From a policy perspective, skeptics say consumer-driven coverage poses special dangers. If widely adopted, the plans would leach healthy people from the conventional insurance rolls, thus dismantling the shared-risk concept that lies at the heart of health insurance. With HSAs, "you're on your own," health care economist Rashi Fein noted in an online interview with The Conference Board. "It's wonderful if you're young and are not in an automobile accident. But if the younger person withdraws from the collective market, then the rate for the 55-year-old has to go up. Instead of sharing risks, it pulls out the better risks."

There are also questions of fairness. Uwe Reinhardt, an economics professor at Princeton University, thinks that HSAs--particularly if additional tax incentives are included--would make the after-tax cost of health care higher for low-income families than it would for high- income families. "The implication of this policy for distributive ethics should be clear to anyone: The idea is to ration health care by income class, more so than now," he says.

President Bush makes a strong case for the need to bring market sensibilities to the provision and consumption of health care services, but at this point, the HSA approach raises as many questions as it answers. "I have no problem with the concept that the patient ought to have--ought to seize--more control over his health," Fein says. "I do have a problem in assuming that empowerment in terms of the patient-doctor relationship comes out of the nature of the health insurance policy."

THE QUALITY QUOTIENT

Ron Sims, the executive of King County, Washington, also wants health care consumers to drive change. But he has a different idea. He wants quality of care to be the incentive that forces down costs and guides consumers' decisions about where they go for their care and who provides it.

Sims' talking points start with a 2004 Rand Corp. study that found that, nationally, patients received the wrong care, or too much or too little care, from their doctors 55 percent of the time. (The figure for the Seattle area was 41 percent.) Such haphazard care results in wasteful testing, unnecessary medical procedures and preventable errors, all of which add billions of dollars in costs to the health care system.

• _Work task 1_
In the health care passage, how often did the 2004 Rand Corp. study find that patients nationwide received the wrong care, or too much or too little care?
• _Work task 2_
Pick up the health care passage after its final sentence and carry it forward.

• _Data listing_
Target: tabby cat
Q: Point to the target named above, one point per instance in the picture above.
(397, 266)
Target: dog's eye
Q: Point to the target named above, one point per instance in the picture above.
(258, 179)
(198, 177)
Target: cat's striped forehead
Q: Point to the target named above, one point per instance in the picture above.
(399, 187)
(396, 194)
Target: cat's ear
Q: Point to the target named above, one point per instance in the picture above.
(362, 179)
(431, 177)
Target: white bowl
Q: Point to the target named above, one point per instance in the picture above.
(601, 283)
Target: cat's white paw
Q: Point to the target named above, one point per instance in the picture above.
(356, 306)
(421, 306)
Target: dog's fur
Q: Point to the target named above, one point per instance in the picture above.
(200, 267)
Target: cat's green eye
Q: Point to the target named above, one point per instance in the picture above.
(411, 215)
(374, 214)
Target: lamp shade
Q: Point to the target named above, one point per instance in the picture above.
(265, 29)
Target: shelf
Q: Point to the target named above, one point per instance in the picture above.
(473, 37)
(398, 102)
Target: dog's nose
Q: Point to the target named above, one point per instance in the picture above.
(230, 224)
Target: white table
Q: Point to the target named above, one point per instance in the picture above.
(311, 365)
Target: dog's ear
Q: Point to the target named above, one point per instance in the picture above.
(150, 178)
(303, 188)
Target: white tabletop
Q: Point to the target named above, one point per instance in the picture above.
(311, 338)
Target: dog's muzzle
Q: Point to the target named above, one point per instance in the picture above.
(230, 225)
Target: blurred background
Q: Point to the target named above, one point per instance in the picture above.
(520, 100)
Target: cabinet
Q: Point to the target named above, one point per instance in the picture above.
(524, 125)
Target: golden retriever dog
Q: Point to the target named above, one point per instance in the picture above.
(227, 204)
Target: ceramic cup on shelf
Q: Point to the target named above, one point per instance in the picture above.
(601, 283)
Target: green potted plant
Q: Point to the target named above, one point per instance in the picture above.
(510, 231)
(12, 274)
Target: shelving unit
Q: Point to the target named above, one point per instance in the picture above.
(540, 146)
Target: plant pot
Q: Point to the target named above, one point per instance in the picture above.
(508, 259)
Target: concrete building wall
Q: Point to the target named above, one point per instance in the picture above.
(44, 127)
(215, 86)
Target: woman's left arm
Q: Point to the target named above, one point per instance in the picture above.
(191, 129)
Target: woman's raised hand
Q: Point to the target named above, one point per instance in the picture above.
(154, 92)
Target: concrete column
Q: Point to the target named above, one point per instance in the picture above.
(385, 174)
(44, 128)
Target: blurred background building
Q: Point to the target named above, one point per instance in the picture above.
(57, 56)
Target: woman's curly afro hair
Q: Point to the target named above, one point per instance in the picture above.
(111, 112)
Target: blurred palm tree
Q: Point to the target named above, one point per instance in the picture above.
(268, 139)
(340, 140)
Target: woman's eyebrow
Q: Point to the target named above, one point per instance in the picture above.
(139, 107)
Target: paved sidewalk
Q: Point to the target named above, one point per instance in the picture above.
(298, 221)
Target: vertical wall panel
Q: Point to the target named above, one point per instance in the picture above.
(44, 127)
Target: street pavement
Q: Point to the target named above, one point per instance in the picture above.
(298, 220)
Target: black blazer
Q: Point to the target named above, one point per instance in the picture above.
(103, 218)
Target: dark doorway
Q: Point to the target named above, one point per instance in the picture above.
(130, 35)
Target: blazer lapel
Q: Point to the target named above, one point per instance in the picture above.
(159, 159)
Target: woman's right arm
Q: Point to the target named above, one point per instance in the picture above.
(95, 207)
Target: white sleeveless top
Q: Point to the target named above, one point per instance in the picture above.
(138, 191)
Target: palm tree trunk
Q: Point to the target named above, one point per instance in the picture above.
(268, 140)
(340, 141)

• _Task output 1_
55 percent of the time

• _Task output 2_
In an effort to change that dynamic, Sims formed the Puget Sound Health Alliance. The group is made up of representatives from many of the region's largest employers--including Boeing, Starbucks and, of course, King County--as well as unions, consumers, health insurance plans and health care experts. To improve the quality of care provided in the region, the alliance will adopt evidence-based clinical guidelines for the way common health conditions should be treated. Initially, it is targeting treatment for heart disease, lower back pain, diabetes and depression, as well as looking at prescription drug formularies.

As the treatment plans are adopted, performance measures will be put in place to assess how well various providers are doing--based on health data from across the state to ensure that the reports are accurate and useful. The alliance will then help purchasers and others apply the information in these reports to decision-making, which could result in incentives to pay providers based on quality and value.

Within his jurisdiction, Sims envisions incorporating the performance results into the health insurance program offered to county employees. Those who use the highest-quality providers might, for instance, pay less for service than those who use poorer-performing providers. "We've got to have standardized measures and apply market forces," he says. "We're not talking about buying pipes and tiles. We need to know what excellence looks like and cost-shift away from mediocrity."

Sims claims there will be no finger-pointing. And right now, as the alliance gets organized, sets priorities and works on adopting acceptable treatment protocols that will apply to all members of the alliance, the approach appears sound. It also dovetails with pay-for- performance protocols that are being pushed by the Bush administration and the Medicare program. But whether the Puget Sound Health Alliance can actually work as designed and make a real difference in the health care system remains to be seen.